§ **Task to carry out**: All of the entries are to be repeated exactly, with no pictures included.

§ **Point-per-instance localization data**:
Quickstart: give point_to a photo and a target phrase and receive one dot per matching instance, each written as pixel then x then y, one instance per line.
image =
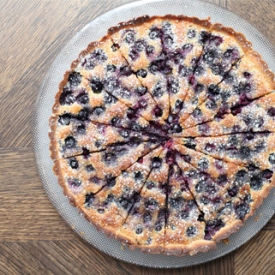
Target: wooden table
pixel 33 237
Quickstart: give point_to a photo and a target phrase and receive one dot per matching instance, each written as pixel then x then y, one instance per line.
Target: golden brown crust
pixel 140 20
pixel 190 249
pixel 260 64
pixel 229 229
pixel 239 37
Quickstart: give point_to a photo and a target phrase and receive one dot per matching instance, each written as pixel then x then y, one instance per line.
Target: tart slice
pixel 243 149
pixel 105 68
pixel 222 48
pixel 145 224
pixel 257 116
pixel 92 171
pixel 97 106
pixel 75 137
pixel 185 229
pixel 108 208
pixel 250 78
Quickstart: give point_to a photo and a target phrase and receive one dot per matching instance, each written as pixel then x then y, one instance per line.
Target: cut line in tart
pixel 163 133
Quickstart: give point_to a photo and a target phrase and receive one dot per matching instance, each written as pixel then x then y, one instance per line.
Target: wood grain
pixel 34 239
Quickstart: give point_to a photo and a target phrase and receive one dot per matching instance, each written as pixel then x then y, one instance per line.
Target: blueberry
pixel 96 85
pixel 89 198
pixel 109 157
pixel 167 41
pixel 184 214
pixel 197 112
pixel 184 71
pixel 158 227
pixel 217 69
pixel 140 45
pixel 271 158
pixel 173 85
pixel 178 104
pixel 241 176
pixel 267 174
pixel 134 55
pixel 70 142
pixel 256 182
pixel 190 143
pixel 271 111
pixel 211 105
pixel 83 114
pixel 241 210
pixel 222 180
pixel 66 97
pixel 155 33
pixel 64 119
pixel 244 152
pixel 210 56
pixel 138 176
pixel 151 204
pixel 73 163
pixel 99 55
pixel 115 121
pixel 233 191
pixel 201 217
pixel 125 71
pixel 131 113
pixel 75 78
pixel 176 202
pixel 150 185
pixel 124 203
pixel 124 133
pixel 82 98
pixel 213 90
pixel 111 68
pixel 97 111
pixel 142 73
pixel 158 91
pixel 110 198
pixel 156 162
pixel 203 128
pixel 74 183
pixel 203 164
pixel 199 88
pixel 141 90
pixel 200 186
pixel 130 37
pixel 89 168
pixel 115 47
pixel 191 231
pixel 191 33
pixel 81 129
pixel 157 111
pixel 176 128
pixel 215 40
pixel 199 70
pixel 147 217
pixel 109 99
pixel 150 50
pixel 187 48
pixel 111 182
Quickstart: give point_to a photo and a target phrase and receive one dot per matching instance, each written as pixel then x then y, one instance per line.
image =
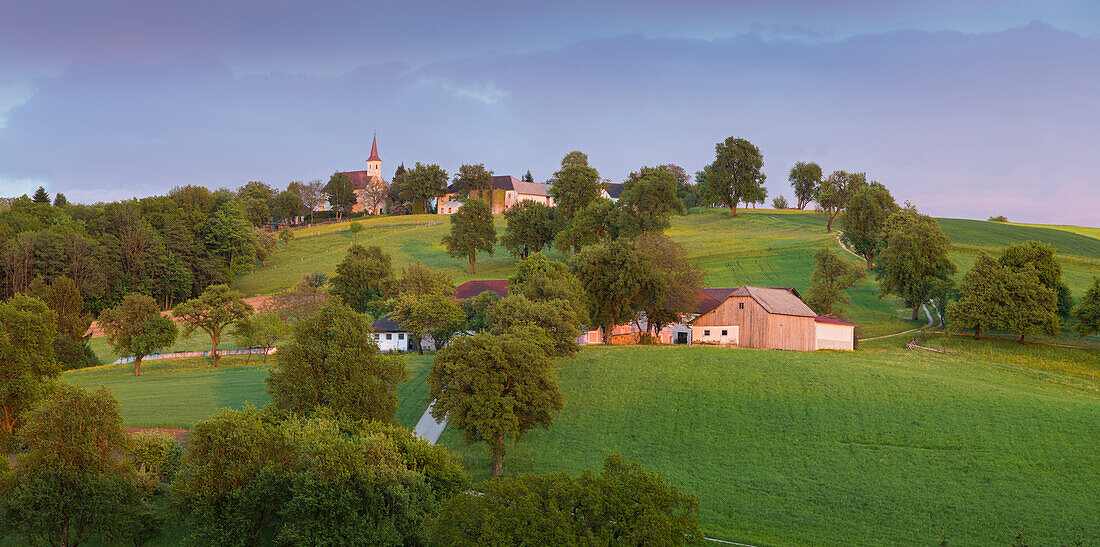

§ **Written solution**:
Quickstart: give point_to a photo and a target phrase and receive one dot per matching instance, each written as pixel then x then y, one instance per line.
image =
Target: wooden table
pixel 33 237
Quickstart: give point_to a photo and a target phrase and receive one dot per matching instance, each written as pixel then x then y, one instance per line.
Target: golden brown crust
pixel 140 20
pixel 190 249
pixel 260 64
pixel 229 229
pixel 239 37
Quickstart: give point_to a photo and a target phrase and receive one dot per matching instance, each written as pixel then x then y, one instance per line.
Target: tart slice
pixel 243 149
pixel 105 68
pixel 222 48
pixel 145 224
pixel 257 116
pixel 92 171
pixel 97 106
pixel 75 137
pixel 185 229
pixel 108 208
pixel 250 78
Quickstart: give point_to a photo and a target phrase and receive one dot per matching instance, each written as pixel then x then y, one instance per line.
Target: cut line in tart
pixel 163 133
Quickstart: give point_to a photo and a target phrase and receive one dot per matching instance, each written as pixel then x then y, one instance per line.
Target: wood grain
pixel 34 239
Quickstart: give point_to a photo and a target phrase and receive one dot per matching instance, each written as pixel then x then y, one instance per line.
Target: blueberry
pixel 96 85
pixel 89 198
pixel 109 157
pixel 167 41
pixel 184 214
pixel 197 112
pixel 184 71
pixel 158 227
pixel 217 69
pixel 140 45
pixel 271 158
pixel 173 85
pixel 178 104
pixel 241 176
pixel 267 174
pixel 134 55
pixel 70 142
pixel 256 182
pixel 190 143
pixel 271 111
pixel 211 105
pixel 83 114
pixel 241 210
pixel 222 180
pixel 66 97
pixel 155 33
pixel 64 119
pixel 244 152
pixel 210 56
pixel 138 176
pixel 151 204
pixel 73 163
pixel 99 55
pixel 115 121
pixel 233 191
pixel 201 217
pixel 125 71
pixel 131 113
pixel 75 78
pixel 176 202
pixel 150 185
pixel 124 203
pixel 124 133
pixel 82 98
pixel 213 90
pixel 111 68
pixel 97 111
pixel 142 73
pixel 158 91
pixel 110 198
pixel 156 162
pixel 203 128
pixel 74 183
pixel 203 164
pixel 199 88
pixel 141 90
pixel 200 186
pixel 130 37
pixel 89 168
pixel 115 47
pixel 191 231
pixel 191 33
pixel 81 129
pixel 157 111
pixel 176 128
pixel 215 40
pixel 199 70
pixel 147 217
pixel 109 99
pixel 150 50
pixel 187 48
pixel 111 182
Quickstart: give point_to a photo and a target phrase and receive one dot per matching instance, each written as pixel then x then y, one instance per line.
image =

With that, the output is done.